Passage to read:
%%

Manoa Thompson

Personal information
- Born: 11 June 1968 (age 58) Suva, Fiji

Playing information
- Height: 188 cm (6 ft 2 in)
- Weight: 95 kg (14 st 13 lb)
- Position: Centre, Fullback, Wing
Club
| Years | Team | Pld | T | G | FG | P |
| 1989–93 | South Sydney | 61 | 29 | 0 | 2 | 118 |
| 1994 | Western Suburbs | 7 | 0 | 0 | 0 | 0 |
| 1995 | Auckland Warriors | 7 | 0 | 0 | 0 | 0 |
| 1995–96 | Warrington Wolves | 9 | 2 | 0 | 0 | 8 |
| 1998 | AS Saint Estève |  |  |  |  |  |
| 2000 | AS Carcassonne |  |  |  |  |  |
|  | Total | 84 | 31 | 0 | 2 | 126 |
Representative
| Years | Team | Pld | T | G | FG | P |
| 1996 | Fiji | 1 | 0 | 0 | 0 | 0 |
- Source:
- Relatives: Jarryd Hayne (son)

= Manoa Thompson =

Fijian rugby league player (born 1968)

Manoa Thompson (born 11 June 1968) is a Fijian former professional rugby league footballer. Primarily playing as a , he played his first grade career with the South Sydney Rabbitohs, Western Suburbs Magpies, and the Auckland Warriors in the NSWRL / ARL competition, as well as playing in the Super League for the Warrington Wolves. He represented the Fijian national team.

Thompson is the father of former professional NRL, NFL, and rugby sevens player, Jarryd Hayne.

==Early years==
Thompson was born in Fiji to a Fijian mother, Elenoa Tokalautawa, and an Australian father, and moved to Australia when he was 11. He was adopted by his mother's younger sister, Ana Waqanibaravi Thompson. He played his junior football with the Alexandria Rovers. Thompson also played rugby union and toured Japan with a New South Wales schoolboys side that included Graham Mackay and Scott Gourley.

==Playing career==
Thompson joined the South Sydney Rabbitohs, where he played in their champion under-21 side before playing in their under-23 side. He made his first grade début for Souths in round 11 of the 1989 season.

%%

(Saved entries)
%%

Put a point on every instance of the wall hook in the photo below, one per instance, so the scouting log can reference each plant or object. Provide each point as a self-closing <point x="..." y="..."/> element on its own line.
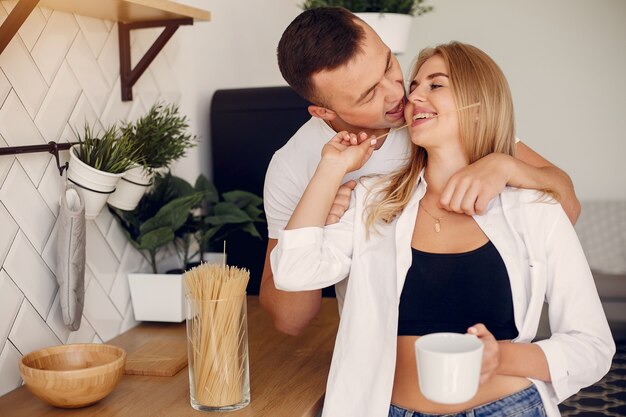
<point x="54" y="150"/>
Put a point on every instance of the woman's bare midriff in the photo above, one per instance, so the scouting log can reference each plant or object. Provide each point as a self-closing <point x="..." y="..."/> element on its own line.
<point x="407" y="394"/>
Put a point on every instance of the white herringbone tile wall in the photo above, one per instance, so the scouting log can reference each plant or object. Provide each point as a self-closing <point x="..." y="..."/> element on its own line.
<point x="58" y="72"/>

%%

Assignment A: Using the Manoa Thompson profile, explain in one to three sentences why Jarryd Hayne is listed under "Relatives."
Assignment B: Carry the Manoa Thompson profile forward from its final sentence.

Answer space A: Jarryd Hayne is listed there because he is Thompson's son. The text states that Thompson is the father of Jarryd Hayne, a former professional NRL, NFL, and rugby sevens player.

Answer space B:
Thompson went on to play 61 first grade games for Souths between 1989 and 1993. He spent 1994 with the Western Suburbs Magpies, playing in only seven matches after having knee and ankle surgery during the off season. In 1995 he was part of the inaugural squad for the new Auckland Warriors franchise and played in the centres for the Warriors in their first ever competition game, a 25–22 loss to the Brisbane Broncos in front of 29,220 fans at the Ericsson Stadium in Auckland. However, he again only played in seven matches and was not retained for the 1996 season.

In November 1995 Thompson signed with English club Warrington and played for the club during 1996's inaugural Super League I. He left Warrington in February 1996 after failing to settle in Britain. Thompson represented Fiji in 1996. His only appearance saw a 72–4 loss to Great Britain at the Prince Charles Park in Nadi, the score being the record for the largest test win by the Lions.

After returning from England, Thompson trialed with the Canberra Raiders before signing with the Penrith Panthers. However he spent the season in reserve grade and returned to South Sydney during the off season.

After not securing a contract, Thompson moved to France and played for AS Saint Estève before spending a year in rugby union, playing for RC Narbonne alongside David Knox. Thompson then returned to league, spending a season with AS Carcassonne before retiring.

==Later years==
In 2007 he was working as a delivery driver. He is still involved in rugby league, sitting on the Australian Fiji rugby league board and helping to coach that organisation's youth sides.